== TEXT SEGMENT

In the 19th century, the pilgrimage ceased to be a strictly Muslim event. Colonisation, steam navigation and international public health surveillance profoundly changed the conditions of the journey to Mecca. It became integrated into the modern administrative system that controlled the flow of people and borders, kept tallies on the numbers of people and tried to impose a system in which travellers were identified and passports could be confiscated. In the 20th century, a drop in the number of epidemics, the loss of colonial power following the independence movements and the impact of Saudi Arabia’s newfound power brought about changes, certainly, but the pilgrimage remained part of a pattern in which religious freedom had to give way to administrative and financial rationality. Pilgrimages constituted a space for freedom and for manifestations of faith outside institutional religion and the usual social structure, [1] but also a space for constraint. The recent lowering of quotas serves as a reminder that the Mecca pilgrimage is indeed a controlled event.

====
== DATA TO EXAMINE

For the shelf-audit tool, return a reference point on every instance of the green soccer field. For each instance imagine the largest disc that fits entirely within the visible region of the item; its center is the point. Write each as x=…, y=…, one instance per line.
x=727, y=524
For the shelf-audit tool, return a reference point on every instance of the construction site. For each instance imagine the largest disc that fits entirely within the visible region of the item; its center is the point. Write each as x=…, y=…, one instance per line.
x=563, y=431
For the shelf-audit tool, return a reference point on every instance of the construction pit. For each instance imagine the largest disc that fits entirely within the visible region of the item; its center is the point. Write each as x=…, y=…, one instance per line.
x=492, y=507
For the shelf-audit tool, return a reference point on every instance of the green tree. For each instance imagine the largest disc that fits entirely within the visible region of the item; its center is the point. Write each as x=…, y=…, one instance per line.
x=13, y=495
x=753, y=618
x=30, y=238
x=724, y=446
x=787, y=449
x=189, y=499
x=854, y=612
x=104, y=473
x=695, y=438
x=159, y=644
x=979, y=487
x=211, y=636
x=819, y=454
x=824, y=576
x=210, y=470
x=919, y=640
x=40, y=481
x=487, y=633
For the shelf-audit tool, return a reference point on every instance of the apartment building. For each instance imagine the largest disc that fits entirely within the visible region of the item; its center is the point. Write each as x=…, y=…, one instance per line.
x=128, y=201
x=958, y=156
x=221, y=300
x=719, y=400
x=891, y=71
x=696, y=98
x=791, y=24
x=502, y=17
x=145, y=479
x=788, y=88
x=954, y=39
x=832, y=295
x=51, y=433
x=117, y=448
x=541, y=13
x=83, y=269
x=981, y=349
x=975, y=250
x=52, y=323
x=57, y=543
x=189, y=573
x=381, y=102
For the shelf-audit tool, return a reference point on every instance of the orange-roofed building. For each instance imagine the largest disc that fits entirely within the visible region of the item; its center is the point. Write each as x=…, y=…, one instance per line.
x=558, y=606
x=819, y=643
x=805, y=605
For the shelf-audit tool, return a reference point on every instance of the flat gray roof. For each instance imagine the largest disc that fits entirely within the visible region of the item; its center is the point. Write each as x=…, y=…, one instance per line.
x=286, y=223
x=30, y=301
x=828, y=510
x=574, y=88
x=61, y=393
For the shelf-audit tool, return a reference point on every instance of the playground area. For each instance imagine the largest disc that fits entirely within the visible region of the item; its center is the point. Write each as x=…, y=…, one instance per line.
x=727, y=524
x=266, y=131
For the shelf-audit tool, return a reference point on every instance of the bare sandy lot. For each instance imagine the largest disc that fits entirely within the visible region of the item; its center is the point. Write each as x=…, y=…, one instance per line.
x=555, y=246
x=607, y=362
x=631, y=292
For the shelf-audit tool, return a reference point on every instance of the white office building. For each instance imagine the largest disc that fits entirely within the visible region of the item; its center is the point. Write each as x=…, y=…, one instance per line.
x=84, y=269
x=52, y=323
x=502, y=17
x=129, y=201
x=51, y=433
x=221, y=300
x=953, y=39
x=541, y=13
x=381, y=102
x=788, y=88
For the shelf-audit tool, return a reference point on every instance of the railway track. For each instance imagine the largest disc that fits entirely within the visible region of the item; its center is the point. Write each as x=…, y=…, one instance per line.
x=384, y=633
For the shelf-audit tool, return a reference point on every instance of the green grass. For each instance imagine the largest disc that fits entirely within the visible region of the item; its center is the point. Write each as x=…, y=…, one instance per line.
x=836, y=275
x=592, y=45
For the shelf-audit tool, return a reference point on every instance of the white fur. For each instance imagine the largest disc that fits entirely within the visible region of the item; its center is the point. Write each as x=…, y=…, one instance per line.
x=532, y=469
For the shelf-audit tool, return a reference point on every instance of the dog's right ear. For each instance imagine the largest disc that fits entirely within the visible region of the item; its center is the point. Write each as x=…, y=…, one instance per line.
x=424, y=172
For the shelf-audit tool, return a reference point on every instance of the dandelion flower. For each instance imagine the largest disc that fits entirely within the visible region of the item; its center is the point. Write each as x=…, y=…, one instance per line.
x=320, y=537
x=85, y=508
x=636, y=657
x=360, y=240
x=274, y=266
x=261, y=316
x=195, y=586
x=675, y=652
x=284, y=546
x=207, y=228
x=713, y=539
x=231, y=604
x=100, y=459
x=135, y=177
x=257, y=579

====

_TASK REQUIREMENTS_.
A - Can you answer these from the passage on the Mecca pilgrimage?
(i) Which three developments changed the conditions of the journey to Mecca in the 19th century?
(ii) In the 20th century, what did religious freedom have to give way to?
(iii) What does the recent lowering of quotas serve as a reminder of?
B - Can you extend the passage on the Mecca pilgrimage, starting after its final sentence?

_ANSWER SET_.
A -
(i) Colonisation, steam navigation and international public health surveillance.
(ii) Administrative and financial rationality.
(iii) That the Mecca pilgrimage is indeed a controlled event.

B -
At the mercy of epidemics
Epidemics readily follow the path of human beings in motion. In regions crossed by pilgrims, the plague and cholera were rampant until the beginning of the 20th century. The journey time for caravans, which took several months to make the trip, used to constitute a natural means of prevention. If a caravan fell victim to an epidemic, the disease had time to run its course before the convoy reached an urban area, leaving a great many casualties behind in the desert.
From the mid-19th century onwards, the ancient caravan and its economic system gave way to steamships. At the time, some Muslim regions had fallen under colonial power. European navigation companies, particularly in England and Holland, quickly took control of the new pilgrimage market, which was reputed to be lucrative. The so-called “pilgrim” ships were extremely basic, but they enabled a greater number of Muslims to make the holy pilgrimage at a lower cost, particularly pilgrims from south and southeast Asia, where the departure of sailing boats had previously depended on monsoon winds. The pilgrimage to Mecca was thus an integral part of the increased movement of people that came with early globalisation. By expanding the area in which pilgrims could travel, steam navigation then rail travel encouraged the mingling of populations, social encounters and integration processes. However, these new means of rapid transportation also caused a sharp increase in the risk of epidemics linked to mobility.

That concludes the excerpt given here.